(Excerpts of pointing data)
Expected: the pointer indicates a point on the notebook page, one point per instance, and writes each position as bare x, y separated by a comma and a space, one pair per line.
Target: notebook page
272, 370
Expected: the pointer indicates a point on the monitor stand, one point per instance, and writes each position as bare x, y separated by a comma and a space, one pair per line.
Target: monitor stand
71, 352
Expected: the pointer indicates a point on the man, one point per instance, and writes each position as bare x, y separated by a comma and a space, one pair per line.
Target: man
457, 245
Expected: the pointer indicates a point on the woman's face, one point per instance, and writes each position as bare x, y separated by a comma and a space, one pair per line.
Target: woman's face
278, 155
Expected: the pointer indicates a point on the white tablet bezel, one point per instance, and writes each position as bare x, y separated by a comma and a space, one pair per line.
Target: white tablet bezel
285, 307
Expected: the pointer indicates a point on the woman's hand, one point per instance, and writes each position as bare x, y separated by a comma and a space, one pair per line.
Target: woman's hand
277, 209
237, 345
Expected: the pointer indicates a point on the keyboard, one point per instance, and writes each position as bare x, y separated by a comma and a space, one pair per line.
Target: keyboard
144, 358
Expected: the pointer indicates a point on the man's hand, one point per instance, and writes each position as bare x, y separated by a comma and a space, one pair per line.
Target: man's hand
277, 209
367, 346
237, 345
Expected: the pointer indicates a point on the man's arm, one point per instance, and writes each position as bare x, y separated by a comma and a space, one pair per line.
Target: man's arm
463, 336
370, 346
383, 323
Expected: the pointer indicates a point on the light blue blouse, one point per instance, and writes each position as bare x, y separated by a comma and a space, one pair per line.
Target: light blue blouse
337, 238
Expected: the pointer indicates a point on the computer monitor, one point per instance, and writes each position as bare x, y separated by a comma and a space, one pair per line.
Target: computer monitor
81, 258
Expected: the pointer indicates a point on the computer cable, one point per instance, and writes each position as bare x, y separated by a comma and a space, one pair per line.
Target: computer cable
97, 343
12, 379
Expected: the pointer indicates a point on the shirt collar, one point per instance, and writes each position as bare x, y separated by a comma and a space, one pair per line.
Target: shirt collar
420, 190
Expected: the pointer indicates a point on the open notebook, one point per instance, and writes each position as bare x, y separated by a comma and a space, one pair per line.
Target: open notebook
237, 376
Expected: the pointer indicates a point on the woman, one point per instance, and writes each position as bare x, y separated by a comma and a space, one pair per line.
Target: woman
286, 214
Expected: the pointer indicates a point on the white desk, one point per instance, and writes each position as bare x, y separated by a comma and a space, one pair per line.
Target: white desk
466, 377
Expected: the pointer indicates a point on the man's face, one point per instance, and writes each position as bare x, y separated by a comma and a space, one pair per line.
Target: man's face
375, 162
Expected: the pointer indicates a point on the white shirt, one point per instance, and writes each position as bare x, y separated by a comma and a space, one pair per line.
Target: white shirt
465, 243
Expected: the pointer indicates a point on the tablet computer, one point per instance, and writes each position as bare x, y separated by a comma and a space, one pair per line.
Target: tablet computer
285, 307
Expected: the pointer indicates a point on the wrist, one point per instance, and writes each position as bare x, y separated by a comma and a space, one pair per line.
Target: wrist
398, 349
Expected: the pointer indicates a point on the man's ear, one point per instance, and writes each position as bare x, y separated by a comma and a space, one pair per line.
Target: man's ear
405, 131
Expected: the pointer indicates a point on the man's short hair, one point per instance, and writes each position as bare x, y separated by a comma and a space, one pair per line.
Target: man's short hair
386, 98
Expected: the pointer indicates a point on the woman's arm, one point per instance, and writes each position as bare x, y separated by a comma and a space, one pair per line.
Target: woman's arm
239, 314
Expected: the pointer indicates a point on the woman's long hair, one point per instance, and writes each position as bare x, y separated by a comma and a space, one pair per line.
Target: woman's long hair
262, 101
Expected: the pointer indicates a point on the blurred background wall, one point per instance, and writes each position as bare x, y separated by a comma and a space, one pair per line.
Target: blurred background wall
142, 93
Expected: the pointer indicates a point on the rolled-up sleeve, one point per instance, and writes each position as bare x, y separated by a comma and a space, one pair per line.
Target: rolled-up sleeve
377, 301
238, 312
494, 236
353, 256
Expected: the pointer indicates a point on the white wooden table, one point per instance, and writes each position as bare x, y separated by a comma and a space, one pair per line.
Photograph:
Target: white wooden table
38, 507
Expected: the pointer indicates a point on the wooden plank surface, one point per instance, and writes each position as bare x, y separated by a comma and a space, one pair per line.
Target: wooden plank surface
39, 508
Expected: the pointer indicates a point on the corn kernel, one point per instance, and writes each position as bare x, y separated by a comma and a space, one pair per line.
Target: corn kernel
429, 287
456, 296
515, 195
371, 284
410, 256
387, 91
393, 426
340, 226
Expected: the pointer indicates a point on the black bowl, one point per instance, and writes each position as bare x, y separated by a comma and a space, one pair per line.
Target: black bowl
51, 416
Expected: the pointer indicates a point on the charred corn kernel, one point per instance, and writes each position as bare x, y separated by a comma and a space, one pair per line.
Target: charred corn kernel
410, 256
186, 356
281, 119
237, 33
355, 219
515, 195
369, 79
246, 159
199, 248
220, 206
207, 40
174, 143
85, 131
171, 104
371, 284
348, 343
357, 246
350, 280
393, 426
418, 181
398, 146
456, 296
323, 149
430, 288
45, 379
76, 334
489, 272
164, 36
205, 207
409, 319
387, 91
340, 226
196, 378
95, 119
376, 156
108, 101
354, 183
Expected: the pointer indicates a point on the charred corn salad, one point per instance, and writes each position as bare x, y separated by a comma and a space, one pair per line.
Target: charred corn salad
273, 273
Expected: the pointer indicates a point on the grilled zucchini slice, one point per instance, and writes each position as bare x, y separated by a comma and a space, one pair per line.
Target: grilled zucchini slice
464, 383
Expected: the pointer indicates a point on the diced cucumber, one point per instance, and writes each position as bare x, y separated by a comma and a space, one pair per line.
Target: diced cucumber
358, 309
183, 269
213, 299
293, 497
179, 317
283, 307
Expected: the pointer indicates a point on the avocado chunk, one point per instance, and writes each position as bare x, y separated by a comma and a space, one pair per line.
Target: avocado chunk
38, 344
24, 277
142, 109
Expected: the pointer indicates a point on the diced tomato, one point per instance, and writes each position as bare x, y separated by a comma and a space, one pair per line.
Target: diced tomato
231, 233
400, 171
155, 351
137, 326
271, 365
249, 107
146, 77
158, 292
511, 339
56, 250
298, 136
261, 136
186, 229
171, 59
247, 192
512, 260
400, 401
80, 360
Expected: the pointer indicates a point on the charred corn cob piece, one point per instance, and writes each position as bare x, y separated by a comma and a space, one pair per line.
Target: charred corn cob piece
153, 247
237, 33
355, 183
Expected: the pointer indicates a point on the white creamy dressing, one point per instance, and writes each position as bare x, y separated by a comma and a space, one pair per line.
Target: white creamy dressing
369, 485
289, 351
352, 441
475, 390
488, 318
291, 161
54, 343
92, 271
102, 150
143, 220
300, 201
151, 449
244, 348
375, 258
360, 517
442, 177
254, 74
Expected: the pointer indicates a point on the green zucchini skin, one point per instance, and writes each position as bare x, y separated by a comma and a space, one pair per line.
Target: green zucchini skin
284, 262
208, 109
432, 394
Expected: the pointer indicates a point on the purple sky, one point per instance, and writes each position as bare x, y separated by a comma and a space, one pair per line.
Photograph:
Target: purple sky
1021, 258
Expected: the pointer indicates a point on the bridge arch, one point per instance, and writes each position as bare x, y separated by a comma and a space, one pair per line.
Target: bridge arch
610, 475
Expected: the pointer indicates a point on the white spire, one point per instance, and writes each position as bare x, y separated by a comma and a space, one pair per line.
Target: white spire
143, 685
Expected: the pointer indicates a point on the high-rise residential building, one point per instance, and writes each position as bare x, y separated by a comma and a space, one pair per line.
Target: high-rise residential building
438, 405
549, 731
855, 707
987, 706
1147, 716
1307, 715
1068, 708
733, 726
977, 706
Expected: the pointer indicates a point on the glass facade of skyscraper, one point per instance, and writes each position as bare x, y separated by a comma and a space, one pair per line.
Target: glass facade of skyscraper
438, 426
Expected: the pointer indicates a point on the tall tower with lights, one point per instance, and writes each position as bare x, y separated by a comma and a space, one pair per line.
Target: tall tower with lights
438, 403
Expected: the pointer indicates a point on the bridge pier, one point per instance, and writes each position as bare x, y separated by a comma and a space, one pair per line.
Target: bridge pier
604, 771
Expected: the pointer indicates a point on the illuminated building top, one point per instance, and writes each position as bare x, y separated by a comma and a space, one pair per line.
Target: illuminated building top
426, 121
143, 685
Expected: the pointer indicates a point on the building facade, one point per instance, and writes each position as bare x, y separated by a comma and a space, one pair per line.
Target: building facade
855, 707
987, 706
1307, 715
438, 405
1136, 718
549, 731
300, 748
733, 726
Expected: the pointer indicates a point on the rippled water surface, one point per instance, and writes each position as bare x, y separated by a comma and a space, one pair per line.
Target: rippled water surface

- **STATED TASK**: Your task is to transcribe the line containing "Expected: the pointer indicates a point on the bridge pier, one" and every line after it, through the last line of the data, exactly as written and with nothing more.

- **EXERCISE RESPONSE**:
Expected: the pointer indicates a point on the bridge pier, one point per instance, and writes each position as bare x, y separated by a comma and a space, one pair per line.
Target: bridge pier
604, 771
Expected: the pointer indicates a point on the illuminated building top, one point per instance, and writes each position as bare x, y separated by a comma and a space, one pair per line.
Target: illuminated building top
426, 121
143, 685
Expected: the pointer indicates a point on the building facade, one point per instance, and writes each position as bare x, y separated by a comma and a space, one pair per line.
Target: building facade
855, 707
987, 706
1307, 715
438, 405
1136, 718
549, 731
300, 748
733, 726
Expected: the pointer indicates a point on the rippled water surface, one point per instance, and writes each position as bare x, y separated by a comma and a space, one pair per line.
Target: rippled water surface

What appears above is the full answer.